▶ ЗАДАНИЕ И ТРЕБОВАНИЯ
Перепишите без изменений все строки ниже, начиная со строки, где есть «Indicate the white t-shirt», и до строки с «[(239, 138)]» включительно.

-.-.-

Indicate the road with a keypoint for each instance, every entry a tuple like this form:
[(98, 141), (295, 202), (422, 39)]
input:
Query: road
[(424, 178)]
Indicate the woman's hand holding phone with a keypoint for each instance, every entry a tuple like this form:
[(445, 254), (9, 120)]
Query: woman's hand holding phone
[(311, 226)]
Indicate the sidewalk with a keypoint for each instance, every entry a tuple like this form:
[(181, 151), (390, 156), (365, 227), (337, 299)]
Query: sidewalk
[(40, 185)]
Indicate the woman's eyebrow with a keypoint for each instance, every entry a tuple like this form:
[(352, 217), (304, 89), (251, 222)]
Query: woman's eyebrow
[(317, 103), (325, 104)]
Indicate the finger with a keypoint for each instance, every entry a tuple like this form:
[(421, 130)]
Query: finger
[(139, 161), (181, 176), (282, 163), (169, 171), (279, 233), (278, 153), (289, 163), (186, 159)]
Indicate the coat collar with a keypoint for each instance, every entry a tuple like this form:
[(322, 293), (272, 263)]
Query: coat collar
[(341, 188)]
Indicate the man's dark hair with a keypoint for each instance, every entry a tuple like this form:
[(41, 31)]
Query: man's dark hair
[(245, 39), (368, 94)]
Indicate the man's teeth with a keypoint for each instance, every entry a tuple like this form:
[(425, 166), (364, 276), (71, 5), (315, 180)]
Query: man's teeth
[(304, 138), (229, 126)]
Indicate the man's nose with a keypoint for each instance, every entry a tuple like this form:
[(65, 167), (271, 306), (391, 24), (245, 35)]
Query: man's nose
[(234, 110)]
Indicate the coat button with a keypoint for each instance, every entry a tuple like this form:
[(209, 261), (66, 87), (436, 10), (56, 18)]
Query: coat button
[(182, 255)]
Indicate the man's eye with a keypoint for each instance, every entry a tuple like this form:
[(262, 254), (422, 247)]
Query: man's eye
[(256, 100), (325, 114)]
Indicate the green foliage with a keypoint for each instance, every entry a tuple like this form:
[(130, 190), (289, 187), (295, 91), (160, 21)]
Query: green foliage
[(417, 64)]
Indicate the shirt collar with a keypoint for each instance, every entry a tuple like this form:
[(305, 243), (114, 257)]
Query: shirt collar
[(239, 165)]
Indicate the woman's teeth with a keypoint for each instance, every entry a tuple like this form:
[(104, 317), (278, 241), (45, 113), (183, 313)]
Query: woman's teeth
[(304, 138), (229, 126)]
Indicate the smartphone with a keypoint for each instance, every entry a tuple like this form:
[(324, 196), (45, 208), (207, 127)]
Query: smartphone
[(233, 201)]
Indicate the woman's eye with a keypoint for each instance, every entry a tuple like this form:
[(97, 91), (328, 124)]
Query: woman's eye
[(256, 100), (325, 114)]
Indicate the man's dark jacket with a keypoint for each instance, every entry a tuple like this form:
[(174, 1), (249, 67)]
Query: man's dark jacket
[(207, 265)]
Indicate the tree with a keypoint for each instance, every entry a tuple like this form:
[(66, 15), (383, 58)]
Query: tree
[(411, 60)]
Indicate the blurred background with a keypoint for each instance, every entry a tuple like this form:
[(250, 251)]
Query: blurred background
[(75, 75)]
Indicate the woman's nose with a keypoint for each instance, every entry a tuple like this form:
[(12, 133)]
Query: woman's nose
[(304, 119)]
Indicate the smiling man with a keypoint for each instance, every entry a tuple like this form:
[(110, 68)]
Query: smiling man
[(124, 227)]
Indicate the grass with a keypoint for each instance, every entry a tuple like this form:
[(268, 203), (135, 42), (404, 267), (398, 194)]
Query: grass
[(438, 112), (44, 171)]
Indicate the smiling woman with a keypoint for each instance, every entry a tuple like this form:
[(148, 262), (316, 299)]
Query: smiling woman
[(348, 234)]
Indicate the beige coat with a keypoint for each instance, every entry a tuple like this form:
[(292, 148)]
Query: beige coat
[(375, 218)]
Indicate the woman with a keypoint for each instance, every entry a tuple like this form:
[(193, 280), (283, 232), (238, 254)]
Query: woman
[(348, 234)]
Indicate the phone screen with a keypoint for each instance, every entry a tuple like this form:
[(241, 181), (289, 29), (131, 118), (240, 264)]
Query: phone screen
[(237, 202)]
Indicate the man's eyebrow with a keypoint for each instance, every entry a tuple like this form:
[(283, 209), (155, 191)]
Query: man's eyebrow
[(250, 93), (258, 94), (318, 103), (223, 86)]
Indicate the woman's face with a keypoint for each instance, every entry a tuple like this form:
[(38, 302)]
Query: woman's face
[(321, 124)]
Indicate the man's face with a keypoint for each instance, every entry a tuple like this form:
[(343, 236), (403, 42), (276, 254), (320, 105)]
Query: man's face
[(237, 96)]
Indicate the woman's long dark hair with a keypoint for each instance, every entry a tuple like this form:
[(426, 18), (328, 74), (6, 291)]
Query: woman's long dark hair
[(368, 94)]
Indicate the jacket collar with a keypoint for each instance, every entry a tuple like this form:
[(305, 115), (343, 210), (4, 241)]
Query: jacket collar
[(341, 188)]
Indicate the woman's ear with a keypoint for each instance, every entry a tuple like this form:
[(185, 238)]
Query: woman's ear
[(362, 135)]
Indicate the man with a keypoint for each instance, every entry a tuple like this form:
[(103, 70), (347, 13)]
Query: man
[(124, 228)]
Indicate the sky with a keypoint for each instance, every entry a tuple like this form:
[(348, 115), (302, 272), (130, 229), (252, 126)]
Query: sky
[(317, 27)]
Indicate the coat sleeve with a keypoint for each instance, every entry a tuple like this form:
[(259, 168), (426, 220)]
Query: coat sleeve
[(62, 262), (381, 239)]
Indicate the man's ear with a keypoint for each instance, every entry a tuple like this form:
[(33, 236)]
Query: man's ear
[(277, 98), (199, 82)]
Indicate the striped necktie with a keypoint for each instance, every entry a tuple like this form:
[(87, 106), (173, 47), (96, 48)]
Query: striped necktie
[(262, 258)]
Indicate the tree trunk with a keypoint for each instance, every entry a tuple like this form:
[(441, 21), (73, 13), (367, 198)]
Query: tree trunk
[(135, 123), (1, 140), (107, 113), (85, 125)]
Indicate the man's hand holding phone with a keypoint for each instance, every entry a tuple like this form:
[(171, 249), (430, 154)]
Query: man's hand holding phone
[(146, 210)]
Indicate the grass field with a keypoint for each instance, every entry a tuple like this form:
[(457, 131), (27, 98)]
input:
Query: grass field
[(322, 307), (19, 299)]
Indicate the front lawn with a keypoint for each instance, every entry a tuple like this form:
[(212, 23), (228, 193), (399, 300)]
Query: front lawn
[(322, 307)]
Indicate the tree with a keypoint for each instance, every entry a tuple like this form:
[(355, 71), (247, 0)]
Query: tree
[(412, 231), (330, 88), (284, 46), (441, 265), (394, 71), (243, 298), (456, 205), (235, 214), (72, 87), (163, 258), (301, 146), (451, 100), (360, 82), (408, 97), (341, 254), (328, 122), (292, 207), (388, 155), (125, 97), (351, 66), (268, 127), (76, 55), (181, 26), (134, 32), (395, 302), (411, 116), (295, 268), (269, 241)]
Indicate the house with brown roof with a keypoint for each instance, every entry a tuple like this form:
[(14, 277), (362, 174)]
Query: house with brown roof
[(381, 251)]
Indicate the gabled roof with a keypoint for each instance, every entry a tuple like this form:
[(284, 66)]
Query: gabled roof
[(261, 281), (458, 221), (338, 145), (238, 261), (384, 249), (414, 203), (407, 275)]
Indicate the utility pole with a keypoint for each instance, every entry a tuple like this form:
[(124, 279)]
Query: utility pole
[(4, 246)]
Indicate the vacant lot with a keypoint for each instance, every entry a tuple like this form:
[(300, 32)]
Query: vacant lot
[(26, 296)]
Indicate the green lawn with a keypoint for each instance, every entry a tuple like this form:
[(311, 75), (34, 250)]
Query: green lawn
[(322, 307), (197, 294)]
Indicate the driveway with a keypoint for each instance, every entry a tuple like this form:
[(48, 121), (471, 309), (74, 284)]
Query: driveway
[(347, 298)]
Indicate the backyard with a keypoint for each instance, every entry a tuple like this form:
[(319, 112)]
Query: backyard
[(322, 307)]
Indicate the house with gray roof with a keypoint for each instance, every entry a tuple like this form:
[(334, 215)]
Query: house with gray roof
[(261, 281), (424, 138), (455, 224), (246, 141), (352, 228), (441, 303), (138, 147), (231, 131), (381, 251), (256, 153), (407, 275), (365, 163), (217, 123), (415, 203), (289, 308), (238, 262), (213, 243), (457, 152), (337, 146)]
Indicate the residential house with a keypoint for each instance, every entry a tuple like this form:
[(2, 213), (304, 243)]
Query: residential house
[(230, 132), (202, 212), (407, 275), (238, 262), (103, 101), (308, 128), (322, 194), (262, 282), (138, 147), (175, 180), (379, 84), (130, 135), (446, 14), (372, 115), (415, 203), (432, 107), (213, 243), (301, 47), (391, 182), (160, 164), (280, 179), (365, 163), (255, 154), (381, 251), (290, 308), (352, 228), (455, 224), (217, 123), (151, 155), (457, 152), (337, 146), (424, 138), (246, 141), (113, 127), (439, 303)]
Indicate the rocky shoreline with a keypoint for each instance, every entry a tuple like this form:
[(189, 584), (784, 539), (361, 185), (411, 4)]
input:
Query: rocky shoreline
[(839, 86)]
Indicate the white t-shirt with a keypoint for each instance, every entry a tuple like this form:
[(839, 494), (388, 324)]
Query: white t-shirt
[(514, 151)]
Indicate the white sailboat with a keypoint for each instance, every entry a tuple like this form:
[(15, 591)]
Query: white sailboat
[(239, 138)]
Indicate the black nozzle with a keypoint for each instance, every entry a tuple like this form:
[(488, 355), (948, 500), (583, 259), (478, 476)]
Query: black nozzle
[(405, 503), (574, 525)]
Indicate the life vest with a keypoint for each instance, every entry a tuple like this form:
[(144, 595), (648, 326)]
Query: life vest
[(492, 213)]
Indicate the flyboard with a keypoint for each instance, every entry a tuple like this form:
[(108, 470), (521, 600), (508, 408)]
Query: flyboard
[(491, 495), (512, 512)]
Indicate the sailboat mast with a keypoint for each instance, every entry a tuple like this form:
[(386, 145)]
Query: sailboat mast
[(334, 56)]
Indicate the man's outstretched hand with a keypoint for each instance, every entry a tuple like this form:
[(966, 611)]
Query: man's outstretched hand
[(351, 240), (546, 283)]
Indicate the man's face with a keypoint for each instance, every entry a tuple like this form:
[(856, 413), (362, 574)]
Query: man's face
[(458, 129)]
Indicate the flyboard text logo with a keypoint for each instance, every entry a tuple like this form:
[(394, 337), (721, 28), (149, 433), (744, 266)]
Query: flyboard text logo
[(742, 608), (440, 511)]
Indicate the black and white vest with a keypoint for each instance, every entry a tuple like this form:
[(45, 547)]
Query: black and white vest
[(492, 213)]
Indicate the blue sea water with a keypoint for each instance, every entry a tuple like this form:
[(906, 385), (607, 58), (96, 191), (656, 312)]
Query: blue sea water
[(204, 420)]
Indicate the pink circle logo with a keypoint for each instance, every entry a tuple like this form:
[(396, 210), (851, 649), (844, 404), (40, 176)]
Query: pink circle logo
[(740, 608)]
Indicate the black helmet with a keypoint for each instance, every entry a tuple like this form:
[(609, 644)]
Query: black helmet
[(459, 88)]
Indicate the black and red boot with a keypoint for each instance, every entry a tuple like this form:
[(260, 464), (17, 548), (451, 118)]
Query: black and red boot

-.-.-

▶ ПРАВИЛЬНЫЙ ОТВЕТ
Indicate the white t-shirt with a keypoint for each instance, every entry a tuple like this form:
[(839, 494), (388, 324)]
Query: white t-shirt
[(514, 151)]
Indicate the white sailboat with a keypoint for each instance, every entry a tuple like this form:
[(15, 591)]
Query: white sailboat
[(239, 138)]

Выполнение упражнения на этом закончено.